◆ TASK INSTRUCTIONS ◆
Return every line of the data below that contains the string "points".

◆ DATASET RECORDS ◆
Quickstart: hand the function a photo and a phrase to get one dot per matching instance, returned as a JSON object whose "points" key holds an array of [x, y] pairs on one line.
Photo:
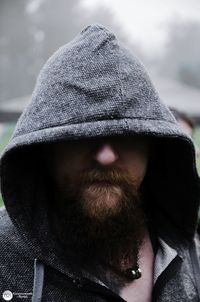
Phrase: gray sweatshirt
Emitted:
{"points": [[94, 87]]}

◆ TASK ANSWER ◆
Quickstart: hand the function a photo and a phrase to get one dot per matching instance, returned as a JSON object whose "points" key holds an array of [x, y] pairs on one line.
{"points": [[94, 87]]}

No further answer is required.